══ Recorded data ══

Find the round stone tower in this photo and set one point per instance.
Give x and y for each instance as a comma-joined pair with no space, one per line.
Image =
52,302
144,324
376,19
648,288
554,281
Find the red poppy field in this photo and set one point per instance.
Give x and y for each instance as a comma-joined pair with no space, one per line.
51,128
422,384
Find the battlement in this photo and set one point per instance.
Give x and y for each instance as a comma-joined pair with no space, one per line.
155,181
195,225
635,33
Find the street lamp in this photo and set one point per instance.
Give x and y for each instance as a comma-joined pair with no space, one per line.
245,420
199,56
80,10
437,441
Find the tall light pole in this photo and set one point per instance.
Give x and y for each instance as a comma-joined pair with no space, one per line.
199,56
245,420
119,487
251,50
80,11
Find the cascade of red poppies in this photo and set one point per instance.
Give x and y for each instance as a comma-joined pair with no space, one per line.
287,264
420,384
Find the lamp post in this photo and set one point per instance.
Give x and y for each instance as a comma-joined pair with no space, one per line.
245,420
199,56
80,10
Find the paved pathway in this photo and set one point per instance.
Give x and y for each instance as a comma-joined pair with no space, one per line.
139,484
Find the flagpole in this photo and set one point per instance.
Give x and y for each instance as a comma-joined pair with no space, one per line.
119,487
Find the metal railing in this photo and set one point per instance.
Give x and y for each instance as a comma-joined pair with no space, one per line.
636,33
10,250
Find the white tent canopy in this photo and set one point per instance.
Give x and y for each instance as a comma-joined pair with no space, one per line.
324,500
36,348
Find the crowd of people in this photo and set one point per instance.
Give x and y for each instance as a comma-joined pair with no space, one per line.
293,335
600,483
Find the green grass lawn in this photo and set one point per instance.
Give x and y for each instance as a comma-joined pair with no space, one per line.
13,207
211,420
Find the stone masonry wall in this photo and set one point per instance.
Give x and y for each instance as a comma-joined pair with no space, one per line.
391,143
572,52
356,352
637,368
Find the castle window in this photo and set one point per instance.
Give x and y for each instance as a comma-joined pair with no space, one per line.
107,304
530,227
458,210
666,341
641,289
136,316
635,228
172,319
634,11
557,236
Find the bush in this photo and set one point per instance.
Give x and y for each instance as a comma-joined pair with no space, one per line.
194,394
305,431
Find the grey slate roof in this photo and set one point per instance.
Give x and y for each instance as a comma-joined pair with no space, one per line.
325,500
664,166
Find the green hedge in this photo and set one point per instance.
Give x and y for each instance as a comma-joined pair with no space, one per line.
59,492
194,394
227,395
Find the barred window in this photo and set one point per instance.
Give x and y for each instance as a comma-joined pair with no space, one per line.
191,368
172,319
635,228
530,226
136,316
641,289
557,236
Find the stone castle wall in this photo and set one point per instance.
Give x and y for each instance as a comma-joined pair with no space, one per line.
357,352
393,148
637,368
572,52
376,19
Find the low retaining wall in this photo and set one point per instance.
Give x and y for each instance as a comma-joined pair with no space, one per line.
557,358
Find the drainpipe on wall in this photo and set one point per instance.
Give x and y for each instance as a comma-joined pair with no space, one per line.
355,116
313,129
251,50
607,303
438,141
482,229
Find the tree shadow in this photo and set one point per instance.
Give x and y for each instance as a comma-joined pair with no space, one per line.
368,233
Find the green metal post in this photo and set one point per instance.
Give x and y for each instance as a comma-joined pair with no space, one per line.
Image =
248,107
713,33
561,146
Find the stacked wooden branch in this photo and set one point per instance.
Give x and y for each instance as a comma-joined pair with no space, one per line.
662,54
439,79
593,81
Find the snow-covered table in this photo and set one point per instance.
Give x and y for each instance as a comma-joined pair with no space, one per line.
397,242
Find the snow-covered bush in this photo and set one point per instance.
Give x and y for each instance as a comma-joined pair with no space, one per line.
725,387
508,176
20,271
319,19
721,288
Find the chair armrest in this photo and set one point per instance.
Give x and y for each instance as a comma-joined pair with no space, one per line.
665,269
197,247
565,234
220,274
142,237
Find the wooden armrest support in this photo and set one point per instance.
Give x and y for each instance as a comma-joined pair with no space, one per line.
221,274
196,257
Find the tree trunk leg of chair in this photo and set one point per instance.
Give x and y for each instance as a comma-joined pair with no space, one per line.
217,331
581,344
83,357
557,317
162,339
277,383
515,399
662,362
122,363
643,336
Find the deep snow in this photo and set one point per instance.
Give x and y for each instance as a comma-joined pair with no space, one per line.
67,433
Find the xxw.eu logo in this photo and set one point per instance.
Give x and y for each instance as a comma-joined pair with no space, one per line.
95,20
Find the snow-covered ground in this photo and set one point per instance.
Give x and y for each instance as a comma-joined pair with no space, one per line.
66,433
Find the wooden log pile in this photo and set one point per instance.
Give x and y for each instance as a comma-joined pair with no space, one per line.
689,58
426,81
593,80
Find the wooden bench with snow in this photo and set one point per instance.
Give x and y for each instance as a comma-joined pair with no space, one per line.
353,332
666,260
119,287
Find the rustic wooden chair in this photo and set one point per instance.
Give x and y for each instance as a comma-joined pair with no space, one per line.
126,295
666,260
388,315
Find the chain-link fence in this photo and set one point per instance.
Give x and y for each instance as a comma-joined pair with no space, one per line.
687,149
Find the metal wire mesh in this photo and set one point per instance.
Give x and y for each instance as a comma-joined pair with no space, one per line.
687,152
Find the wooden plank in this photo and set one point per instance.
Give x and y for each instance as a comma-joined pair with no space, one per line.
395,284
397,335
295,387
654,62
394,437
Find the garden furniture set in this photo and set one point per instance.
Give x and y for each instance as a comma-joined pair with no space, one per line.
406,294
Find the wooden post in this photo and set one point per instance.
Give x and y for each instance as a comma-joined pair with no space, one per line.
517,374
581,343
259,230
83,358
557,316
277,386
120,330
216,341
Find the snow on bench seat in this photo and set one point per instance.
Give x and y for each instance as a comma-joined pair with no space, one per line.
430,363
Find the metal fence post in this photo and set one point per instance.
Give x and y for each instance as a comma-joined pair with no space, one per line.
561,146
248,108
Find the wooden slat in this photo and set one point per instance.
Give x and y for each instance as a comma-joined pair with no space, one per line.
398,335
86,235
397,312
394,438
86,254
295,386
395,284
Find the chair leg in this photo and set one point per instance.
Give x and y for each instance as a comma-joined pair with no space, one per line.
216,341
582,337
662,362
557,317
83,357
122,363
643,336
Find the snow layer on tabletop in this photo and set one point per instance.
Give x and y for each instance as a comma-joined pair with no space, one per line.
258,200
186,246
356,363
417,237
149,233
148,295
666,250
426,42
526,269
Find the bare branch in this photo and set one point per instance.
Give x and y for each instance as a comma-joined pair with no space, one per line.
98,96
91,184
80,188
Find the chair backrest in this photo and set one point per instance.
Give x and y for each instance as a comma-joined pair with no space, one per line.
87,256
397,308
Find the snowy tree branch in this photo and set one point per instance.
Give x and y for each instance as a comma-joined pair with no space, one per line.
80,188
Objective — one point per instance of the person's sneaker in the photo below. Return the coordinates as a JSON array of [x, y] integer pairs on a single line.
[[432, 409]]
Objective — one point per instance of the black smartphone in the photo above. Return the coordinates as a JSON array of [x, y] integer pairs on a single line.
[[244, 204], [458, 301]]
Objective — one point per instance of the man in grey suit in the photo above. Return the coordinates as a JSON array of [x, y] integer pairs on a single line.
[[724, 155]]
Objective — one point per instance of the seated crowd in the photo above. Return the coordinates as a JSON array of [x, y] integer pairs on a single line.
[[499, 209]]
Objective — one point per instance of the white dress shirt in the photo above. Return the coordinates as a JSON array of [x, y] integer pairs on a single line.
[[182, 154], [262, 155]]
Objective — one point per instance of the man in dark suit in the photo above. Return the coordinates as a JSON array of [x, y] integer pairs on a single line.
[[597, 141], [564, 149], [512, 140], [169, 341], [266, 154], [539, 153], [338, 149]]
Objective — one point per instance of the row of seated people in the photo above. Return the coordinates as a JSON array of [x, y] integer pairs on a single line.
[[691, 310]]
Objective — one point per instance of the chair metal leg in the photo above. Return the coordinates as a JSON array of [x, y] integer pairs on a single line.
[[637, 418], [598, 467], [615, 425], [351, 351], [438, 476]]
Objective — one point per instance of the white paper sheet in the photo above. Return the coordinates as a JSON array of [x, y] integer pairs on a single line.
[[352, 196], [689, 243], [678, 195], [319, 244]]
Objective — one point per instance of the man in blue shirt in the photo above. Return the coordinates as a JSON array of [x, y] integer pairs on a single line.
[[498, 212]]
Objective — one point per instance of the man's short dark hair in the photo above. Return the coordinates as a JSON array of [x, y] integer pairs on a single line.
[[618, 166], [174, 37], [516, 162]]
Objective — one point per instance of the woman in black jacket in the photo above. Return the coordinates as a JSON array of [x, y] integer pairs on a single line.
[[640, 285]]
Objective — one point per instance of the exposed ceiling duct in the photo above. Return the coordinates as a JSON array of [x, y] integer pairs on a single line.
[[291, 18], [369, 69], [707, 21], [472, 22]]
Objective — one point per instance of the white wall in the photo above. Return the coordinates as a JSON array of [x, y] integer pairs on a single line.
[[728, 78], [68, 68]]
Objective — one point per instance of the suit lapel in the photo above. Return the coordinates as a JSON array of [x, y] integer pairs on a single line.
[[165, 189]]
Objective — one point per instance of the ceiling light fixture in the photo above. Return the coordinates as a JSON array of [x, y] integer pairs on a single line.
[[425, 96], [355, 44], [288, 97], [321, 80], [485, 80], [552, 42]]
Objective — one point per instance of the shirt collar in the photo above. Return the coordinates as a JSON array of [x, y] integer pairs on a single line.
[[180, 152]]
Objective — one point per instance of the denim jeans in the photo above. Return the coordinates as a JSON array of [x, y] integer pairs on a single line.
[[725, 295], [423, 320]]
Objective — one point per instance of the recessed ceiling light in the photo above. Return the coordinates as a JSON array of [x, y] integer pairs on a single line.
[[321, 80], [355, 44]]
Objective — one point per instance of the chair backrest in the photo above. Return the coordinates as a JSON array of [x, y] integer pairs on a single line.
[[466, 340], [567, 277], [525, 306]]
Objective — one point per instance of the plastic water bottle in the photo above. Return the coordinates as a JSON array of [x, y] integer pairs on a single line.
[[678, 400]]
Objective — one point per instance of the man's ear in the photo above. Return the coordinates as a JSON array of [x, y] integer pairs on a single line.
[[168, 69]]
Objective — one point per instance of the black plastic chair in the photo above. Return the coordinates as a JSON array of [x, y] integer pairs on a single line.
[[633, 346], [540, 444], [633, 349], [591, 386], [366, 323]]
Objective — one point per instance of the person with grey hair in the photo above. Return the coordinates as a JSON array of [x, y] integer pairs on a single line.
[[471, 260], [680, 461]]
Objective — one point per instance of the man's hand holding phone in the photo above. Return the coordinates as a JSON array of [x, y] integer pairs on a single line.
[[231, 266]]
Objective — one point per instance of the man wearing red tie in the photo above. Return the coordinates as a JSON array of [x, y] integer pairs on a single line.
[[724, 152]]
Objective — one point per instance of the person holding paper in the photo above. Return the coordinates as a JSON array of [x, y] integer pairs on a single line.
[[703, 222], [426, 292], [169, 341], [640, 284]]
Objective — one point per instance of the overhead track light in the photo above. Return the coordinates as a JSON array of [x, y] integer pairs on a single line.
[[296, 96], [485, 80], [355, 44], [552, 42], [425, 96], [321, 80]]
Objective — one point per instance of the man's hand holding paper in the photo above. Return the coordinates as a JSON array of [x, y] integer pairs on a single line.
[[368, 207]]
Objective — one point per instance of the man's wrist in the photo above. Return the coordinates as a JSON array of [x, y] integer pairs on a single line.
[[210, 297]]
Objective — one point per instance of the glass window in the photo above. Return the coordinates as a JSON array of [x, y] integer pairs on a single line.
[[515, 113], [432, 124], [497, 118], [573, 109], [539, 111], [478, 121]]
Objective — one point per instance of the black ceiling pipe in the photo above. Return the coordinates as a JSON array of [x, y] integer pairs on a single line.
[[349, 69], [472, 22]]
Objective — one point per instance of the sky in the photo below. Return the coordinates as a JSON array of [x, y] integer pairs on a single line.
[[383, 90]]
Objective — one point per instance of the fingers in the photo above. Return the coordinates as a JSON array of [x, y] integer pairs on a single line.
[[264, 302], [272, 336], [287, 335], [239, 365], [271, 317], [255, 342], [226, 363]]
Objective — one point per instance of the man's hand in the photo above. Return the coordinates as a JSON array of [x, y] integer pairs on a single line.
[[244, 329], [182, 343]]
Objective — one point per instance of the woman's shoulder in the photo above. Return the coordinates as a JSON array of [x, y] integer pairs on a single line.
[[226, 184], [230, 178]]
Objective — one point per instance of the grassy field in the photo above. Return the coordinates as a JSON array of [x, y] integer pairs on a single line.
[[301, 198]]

═══

**What to do:** Go through the records above and copy every line holding the word "covered".

**Task answer:**
Find the snow-covered table in this photo and set one point per instance.
Find the snow-covered bush in this photo and set one point per instance.
Find the snow-covered ground in this photo and set one point per instance.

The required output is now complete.